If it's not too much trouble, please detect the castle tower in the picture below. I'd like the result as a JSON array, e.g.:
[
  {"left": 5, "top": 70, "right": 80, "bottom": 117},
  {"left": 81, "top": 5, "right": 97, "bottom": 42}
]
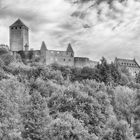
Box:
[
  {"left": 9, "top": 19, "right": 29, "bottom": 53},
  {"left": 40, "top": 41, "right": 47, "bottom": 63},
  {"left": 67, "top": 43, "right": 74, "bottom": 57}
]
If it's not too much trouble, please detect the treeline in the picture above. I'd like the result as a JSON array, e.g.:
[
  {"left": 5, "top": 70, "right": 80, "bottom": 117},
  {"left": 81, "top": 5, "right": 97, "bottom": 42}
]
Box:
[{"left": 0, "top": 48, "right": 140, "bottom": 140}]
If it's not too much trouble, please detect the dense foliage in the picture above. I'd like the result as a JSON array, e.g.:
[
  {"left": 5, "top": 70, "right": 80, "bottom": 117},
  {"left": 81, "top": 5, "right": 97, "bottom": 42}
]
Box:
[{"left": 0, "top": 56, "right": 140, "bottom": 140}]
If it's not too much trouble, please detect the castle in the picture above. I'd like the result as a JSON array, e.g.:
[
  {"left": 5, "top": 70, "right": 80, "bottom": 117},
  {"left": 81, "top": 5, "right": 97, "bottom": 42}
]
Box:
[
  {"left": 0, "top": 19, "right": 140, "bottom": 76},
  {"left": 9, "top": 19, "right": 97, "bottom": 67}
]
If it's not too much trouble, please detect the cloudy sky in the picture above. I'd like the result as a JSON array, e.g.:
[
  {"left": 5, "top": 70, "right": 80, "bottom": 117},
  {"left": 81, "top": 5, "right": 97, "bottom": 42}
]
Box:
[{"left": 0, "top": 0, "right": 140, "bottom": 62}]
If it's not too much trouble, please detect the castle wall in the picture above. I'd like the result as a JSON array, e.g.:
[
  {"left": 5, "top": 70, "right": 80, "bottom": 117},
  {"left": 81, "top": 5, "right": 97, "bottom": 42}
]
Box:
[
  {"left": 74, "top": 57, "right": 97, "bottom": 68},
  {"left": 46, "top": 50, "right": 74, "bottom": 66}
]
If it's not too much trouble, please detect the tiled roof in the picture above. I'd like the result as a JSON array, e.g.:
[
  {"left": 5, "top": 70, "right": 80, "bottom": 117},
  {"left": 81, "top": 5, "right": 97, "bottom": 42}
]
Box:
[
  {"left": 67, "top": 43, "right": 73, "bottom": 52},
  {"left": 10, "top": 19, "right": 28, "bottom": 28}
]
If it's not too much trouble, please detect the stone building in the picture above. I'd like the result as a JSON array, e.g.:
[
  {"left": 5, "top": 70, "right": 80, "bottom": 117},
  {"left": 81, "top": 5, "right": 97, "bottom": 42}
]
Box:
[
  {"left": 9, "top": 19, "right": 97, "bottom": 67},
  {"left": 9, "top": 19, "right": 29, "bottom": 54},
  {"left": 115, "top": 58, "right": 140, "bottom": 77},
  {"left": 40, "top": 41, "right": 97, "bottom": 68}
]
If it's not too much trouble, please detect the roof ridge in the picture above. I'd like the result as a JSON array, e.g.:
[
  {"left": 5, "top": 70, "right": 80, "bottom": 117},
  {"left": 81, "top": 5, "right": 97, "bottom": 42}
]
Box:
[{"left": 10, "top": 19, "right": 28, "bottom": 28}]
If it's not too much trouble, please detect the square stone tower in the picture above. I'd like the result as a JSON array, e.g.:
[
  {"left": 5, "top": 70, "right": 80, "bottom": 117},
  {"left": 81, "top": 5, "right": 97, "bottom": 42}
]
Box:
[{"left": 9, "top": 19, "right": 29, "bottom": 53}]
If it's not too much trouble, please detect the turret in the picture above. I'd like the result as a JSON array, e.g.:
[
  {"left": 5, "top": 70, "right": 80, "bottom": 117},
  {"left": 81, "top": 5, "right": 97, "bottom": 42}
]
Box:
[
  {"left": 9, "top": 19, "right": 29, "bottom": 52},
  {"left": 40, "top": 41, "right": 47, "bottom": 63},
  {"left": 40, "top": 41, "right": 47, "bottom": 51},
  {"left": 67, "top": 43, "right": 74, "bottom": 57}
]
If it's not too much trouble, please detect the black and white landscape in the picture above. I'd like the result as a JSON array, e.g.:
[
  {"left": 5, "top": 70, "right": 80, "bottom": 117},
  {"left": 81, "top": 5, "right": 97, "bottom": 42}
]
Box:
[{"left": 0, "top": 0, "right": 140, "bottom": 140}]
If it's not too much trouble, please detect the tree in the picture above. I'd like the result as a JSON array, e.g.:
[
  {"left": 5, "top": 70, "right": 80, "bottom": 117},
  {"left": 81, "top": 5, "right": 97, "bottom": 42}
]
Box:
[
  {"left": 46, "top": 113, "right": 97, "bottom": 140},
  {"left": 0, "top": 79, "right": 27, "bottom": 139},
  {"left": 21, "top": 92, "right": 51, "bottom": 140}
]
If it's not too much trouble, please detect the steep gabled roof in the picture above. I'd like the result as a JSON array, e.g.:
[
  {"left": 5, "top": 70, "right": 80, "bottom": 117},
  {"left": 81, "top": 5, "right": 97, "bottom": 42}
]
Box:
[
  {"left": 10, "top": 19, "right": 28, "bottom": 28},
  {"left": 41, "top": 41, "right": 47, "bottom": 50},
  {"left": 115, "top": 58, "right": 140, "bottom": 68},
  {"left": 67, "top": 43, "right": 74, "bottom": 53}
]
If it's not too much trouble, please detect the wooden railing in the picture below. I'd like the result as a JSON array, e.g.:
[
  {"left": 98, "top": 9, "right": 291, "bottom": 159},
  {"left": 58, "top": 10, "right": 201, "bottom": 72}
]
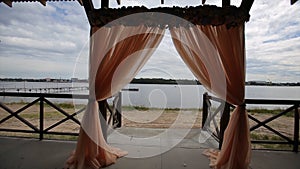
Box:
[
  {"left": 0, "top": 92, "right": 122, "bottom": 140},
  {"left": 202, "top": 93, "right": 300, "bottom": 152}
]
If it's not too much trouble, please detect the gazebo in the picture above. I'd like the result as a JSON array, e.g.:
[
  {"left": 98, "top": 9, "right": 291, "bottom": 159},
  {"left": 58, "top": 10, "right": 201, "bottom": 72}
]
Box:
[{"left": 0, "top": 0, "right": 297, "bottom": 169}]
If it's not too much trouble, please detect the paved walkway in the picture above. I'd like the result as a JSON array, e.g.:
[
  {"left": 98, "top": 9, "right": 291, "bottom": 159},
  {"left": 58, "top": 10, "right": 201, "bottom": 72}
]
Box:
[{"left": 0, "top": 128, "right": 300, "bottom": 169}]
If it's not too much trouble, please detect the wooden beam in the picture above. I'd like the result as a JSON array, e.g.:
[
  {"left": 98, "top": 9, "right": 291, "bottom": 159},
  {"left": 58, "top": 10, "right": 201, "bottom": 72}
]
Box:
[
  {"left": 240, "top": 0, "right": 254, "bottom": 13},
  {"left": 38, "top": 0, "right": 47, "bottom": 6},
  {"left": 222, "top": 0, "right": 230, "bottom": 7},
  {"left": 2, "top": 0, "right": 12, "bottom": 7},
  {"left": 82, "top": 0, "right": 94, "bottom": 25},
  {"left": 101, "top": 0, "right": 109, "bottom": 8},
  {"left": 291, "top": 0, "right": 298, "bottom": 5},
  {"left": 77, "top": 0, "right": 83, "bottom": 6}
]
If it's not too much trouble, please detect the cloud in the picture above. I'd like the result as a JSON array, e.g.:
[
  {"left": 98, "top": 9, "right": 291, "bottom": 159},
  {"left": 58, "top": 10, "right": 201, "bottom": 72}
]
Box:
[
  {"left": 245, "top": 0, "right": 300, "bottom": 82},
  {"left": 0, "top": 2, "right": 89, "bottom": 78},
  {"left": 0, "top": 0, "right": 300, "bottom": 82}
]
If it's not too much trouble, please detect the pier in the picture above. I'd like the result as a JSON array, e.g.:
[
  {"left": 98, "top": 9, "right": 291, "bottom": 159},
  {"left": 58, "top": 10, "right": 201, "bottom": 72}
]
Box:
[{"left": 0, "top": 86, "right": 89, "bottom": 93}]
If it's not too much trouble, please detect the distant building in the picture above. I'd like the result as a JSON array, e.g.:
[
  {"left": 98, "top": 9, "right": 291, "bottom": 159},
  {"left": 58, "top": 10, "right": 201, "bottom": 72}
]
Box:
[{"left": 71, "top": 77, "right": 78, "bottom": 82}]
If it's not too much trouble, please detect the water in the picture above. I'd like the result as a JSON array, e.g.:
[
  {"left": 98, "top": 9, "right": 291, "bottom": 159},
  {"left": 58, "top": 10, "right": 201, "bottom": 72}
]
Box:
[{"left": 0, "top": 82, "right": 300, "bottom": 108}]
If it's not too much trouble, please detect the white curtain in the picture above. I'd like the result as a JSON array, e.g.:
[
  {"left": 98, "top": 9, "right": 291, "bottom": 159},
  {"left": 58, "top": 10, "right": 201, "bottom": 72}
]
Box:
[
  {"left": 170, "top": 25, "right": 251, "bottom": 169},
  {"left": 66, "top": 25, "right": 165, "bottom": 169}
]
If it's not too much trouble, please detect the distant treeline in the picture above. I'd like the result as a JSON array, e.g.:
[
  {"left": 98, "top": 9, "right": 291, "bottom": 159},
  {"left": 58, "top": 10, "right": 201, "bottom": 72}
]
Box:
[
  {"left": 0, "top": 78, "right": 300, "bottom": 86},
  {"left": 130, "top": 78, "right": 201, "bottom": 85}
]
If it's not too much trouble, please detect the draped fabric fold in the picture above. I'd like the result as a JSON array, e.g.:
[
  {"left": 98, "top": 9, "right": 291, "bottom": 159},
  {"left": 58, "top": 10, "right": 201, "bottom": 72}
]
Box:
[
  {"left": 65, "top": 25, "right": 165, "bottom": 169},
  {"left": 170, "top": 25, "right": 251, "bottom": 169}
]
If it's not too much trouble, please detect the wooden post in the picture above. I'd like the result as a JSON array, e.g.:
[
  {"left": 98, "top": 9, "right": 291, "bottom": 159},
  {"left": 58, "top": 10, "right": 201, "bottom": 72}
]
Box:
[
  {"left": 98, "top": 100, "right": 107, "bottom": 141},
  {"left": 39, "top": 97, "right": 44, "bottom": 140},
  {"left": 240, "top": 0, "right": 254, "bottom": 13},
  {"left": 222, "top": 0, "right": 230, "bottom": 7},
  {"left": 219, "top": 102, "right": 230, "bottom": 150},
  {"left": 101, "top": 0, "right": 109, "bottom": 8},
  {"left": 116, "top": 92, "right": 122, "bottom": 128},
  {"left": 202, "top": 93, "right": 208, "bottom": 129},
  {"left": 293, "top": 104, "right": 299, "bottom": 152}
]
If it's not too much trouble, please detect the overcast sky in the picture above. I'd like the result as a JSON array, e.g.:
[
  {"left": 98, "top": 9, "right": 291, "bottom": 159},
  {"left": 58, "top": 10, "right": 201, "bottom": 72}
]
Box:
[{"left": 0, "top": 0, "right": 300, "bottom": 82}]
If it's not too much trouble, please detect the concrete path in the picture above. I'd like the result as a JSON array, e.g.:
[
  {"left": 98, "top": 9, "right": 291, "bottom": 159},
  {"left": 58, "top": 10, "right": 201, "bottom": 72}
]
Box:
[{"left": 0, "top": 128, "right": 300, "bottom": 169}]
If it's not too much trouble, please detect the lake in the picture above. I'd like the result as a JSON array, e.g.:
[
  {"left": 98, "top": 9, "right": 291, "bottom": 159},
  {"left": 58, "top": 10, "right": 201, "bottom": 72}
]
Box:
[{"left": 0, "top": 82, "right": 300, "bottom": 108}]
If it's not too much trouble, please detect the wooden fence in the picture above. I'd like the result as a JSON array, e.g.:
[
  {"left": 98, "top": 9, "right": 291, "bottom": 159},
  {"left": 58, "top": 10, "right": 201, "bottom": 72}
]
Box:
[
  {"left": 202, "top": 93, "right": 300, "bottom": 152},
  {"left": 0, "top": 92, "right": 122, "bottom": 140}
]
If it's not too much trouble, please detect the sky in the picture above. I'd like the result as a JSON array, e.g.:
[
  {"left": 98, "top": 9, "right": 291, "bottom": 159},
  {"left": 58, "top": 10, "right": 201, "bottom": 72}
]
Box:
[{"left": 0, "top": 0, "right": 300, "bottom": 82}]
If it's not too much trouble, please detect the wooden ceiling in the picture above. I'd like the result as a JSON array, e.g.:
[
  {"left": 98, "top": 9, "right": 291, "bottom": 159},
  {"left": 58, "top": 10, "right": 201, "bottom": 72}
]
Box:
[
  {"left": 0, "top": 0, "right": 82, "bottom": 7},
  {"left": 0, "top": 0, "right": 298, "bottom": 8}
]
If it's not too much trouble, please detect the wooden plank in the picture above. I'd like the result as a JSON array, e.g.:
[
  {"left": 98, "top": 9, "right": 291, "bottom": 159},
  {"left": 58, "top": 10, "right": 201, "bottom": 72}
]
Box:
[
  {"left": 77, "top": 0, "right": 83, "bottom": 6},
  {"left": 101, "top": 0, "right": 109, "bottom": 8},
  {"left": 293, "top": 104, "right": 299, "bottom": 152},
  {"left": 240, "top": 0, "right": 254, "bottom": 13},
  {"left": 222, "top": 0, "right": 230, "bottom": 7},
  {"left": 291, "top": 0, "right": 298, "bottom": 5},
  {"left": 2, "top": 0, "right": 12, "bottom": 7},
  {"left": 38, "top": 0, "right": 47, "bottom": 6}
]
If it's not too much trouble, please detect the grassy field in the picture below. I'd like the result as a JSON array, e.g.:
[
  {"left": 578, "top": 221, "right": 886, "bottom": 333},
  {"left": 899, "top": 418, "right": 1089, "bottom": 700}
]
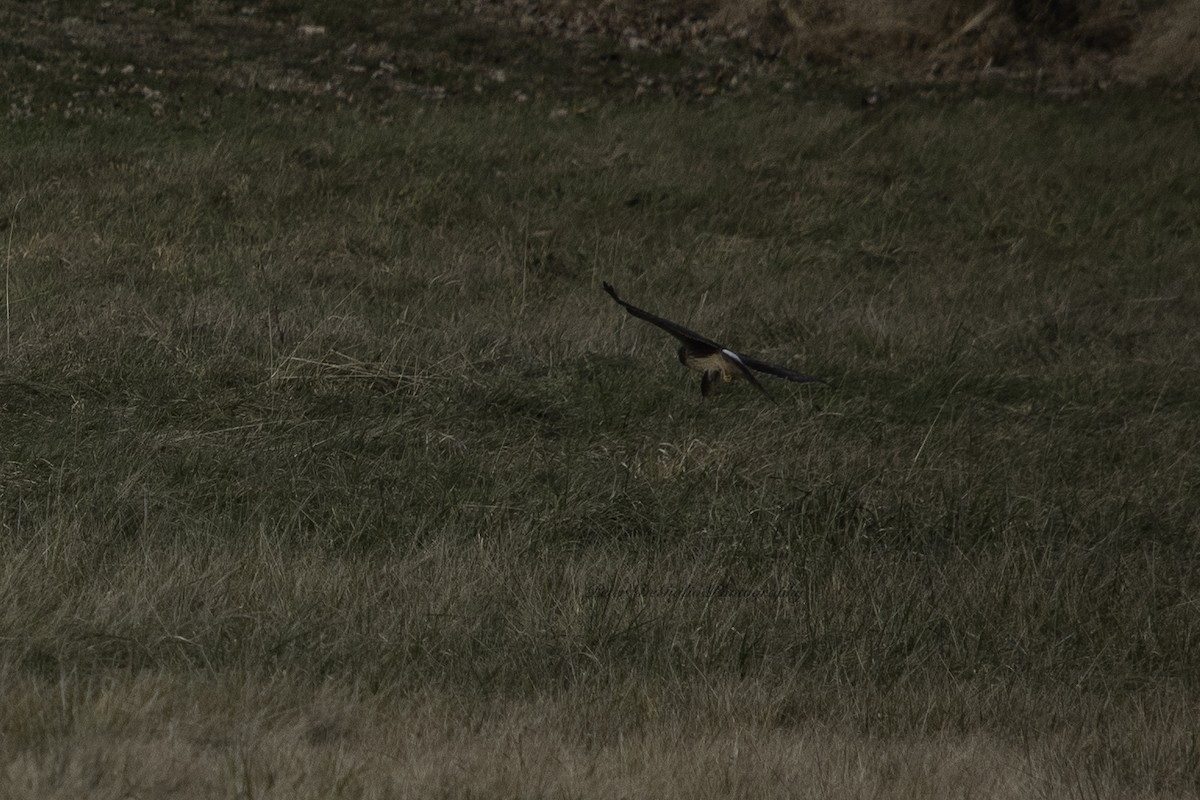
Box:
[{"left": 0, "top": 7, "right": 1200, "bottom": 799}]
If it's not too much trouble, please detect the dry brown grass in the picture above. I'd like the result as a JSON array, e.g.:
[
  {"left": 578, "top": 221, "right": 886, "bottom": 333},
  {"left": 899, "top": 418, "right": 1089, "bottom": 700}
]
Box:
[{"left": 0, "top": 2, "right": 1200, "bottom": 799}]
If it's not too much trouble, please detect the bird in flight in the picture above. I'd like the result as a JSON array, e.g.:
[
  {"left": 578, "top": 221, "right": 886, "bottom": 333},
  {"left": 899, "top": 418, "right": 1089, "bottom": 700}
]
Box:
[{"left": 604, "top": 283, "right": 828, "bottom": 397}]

__What the exercise asks__.
Copy the material above word for word, starting at the line that contains "If it's not too much trouble, please detect the dry" and ending at the last line of the material.

__Answer to the exercise__.
If it's not too much trouble, please detect the dry brown grass in the picture above. I'd like the result as a JSON array, e.g.:
[
  {"left": 578, "top": 221, "right": 886, "bottom": 333},
  {"left": 899, "top": 418, "right": 1089, "bottom": 700}
]
Box:
[{"left": 0, "top": 2, "right": 1200, "bottom": 799}]
If it's not too much trouble, please detect the bird in flight in the picture above. I'd like the result as a JSON array, e.g.:
[
  {"left": 578, "top": 221, "right": 886, "bottom": 333},
  {"left": 899, "top": 418, "right": 1089, "bottom": 700}
]
Box:
[{"left": 604, "top": 283, "right": 828, "bottom": 397}]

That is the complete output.